DOCUMENT EXTRACT.
..............................

In the Trukish crash for example, a malfunctioning instrument prevented the increase in thrust contrary to the pilot pushing the thrust lever forward. Is that a smart airplane. Would it have happened if there were a cable connecting that thrust lever to the engine rather than a "smart" computer.

In the AirFrance crash the stall warning stopped sounding when the airspeed got too slow. Can an airplane fly slow enough that is won't stall? No it can't, so how smart is that system? I'd say not very. The "Super Smart" airplane, in spite of a high angle of attack, nose up elevator, decreasing altitude, negative vertical speed and low airspeed- didn't know it was stalled. Smart? I think not. An analog airspeed indicator and cessna 152 type stall horn would have been better in this case than the million dollar over engineered computers on this plane.
Rob: I'm not typed in an Airbus of anykind, Boeing and a handful of RJ's only, but doesn't AB have that central computer that overides everything and takes control away from the pilot if he hits the edge of the envelope? I've always been told that is one of the scariest things about the AB, at least from older pilots
irobac 0
I don't know who has that system or who doesn't, but if it was installed on either of the aircraft I mentioned, it didn't work very well, considering the outcome.

..............................

SUPPLIED MATERIAL.
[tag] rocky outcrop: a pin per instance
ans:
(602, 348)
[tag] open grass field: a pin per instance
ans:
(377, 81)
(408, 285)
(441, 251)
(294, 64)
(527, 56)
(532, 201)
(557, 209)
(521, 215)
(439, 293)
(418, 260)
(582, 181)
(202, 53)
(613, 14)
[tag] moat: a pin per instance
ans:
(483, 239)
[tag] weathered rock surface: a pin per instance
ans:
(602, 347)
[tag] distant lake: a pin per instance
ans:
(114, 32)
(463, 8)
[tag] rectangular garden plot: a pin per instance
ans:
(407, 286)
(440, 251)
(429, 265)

..............................

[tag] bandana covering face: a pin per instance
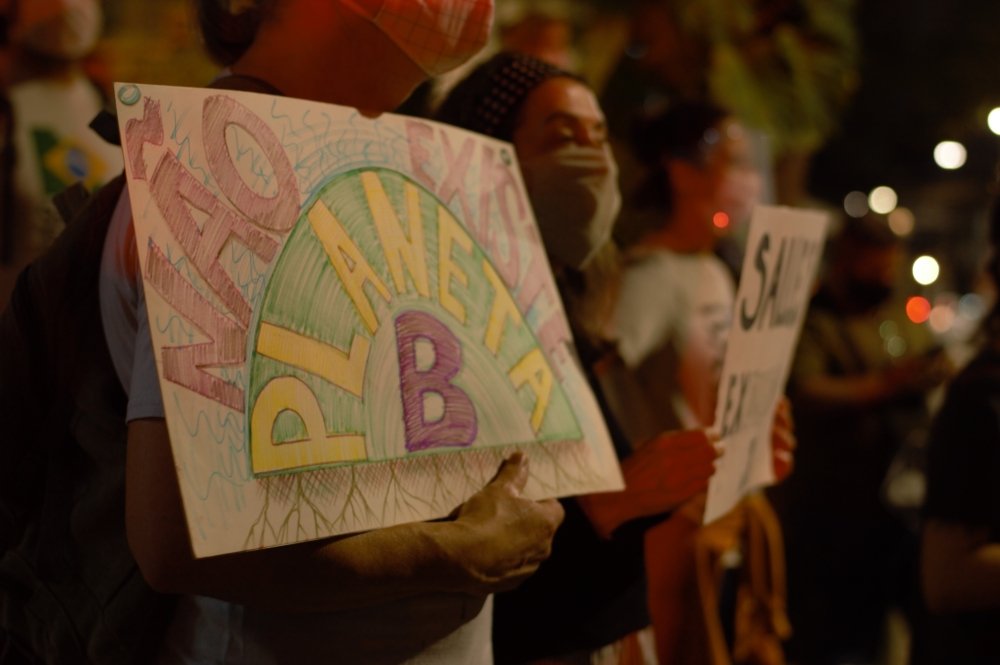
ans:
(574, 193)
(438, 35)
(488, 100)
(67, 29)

..............................

JOBS.
[A] Summarize the discussion of airplane automation in two sentences.
[B] In the discussion of airplane automation, duplicate the passage from "Rob: I'm not" up to and including "considering the outcome.".

EXPECTED OUTPUTS.
[A] The writer argues that "smart" airplane computers fall short, citing one crash where a faulty instrument blocked added thrust even though the pilot pushed the thrust lever forward, and the AirFrance crash, where the stall warning stopped sounding as the airspeed got too slow. Another pilot asks whether Airbus has a central computer that takes control away from the pilot at the edge of the envelope, and the writer replies that if either aircraft had such a system, it didn't work very well.

[B]
Rob: I'm not typed in an Airbus of anykind, Boeing and a handful of RJ's only, but doesn't AB have that central computer that overides everything and takes control away from the pilot if he hits the edge of the envelope? I've always been told that is one of the scariest things about the AB, at least from older pilots
irobac 0
I don't know who has that system or who doesn't, but if it was installed on either of the aircraft I mentioned, it didn't work very well, considering the outcome.